Extract each line of the listing below that contains the string "branch".

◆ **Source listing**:
-- -- --

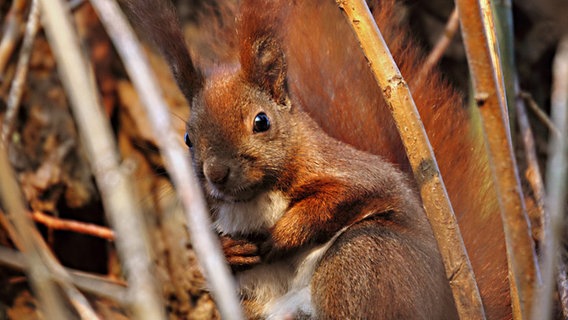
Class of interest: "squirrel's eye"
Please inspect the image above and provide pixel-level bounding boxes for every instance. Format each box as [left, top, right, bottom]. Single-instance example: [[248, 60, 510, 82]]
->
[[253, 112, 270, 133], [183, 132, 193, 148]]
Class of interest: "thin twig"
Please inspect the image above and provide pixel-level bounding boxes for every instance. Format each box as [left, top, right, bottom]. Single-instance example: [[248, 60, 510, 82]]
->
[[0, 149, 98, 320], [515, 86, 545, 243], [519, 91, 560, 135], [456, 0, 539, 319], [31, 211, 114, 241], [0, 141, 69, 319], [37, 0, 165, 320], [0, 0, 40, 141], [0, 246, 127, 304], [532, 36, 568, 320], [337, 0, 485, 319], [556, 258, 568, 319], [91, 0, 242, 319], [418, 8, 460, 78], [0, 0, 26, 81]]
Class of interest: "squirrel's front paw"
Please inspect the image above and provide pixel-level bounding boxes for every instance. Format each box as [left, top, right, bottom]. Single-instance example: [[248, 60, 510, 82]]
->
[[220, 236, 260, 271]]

-- -- --

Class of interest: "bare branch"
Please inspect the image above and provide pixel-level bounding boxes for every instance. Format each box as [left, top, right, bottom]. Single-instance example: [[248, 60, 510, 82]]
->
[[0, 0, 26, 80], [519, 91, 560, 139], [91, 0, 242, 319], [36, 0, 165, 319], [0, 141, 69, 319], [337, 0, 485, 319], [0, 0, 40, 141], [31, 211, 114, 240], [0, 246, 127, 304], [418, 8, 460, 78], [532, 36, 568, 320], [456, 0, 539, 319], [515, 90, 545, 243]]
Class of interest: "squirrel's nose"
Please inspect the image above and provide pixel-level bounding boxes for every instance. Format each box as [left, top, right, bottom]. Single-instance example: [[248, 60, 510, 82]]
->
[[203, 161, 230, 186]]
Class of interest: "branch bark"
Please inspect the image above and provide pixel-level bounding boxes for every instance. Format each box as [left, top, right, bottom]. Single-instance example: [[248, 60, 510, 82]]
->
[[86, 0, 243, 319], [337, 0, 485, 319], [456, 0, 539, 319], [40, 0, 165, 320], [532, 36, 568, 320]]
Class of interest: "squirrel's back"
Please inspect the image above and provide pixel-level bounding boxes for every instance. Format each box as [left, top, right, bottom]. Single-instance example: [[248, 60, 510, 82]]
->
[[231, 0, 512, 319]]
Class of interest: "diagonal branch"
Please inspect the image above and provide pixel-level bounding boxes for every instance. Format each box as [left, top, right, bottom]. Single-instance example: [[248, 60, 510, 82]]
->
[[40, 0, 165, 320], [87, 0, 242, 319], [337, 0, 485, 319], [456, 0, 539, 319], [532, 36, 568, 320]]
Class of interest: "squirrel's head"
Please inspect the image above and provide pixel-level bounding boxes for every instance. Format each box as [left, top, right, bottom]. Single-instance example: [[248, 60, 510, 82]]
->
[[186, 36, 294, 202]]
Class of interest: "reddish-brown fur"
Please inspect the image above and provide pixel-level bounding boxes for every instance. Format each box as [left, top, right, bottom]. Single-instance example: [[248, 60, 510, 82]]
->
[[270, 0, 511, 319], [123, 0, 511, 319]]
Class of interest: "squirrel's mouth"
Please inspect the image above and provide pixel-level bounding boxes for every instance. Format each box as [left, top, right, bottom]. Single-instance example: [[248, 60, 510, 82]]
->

-- -- --

◆ **In response**:
Class of interest: "bare branch"
Class of interest: "branch bark"
Class of interest: "diagonal branch"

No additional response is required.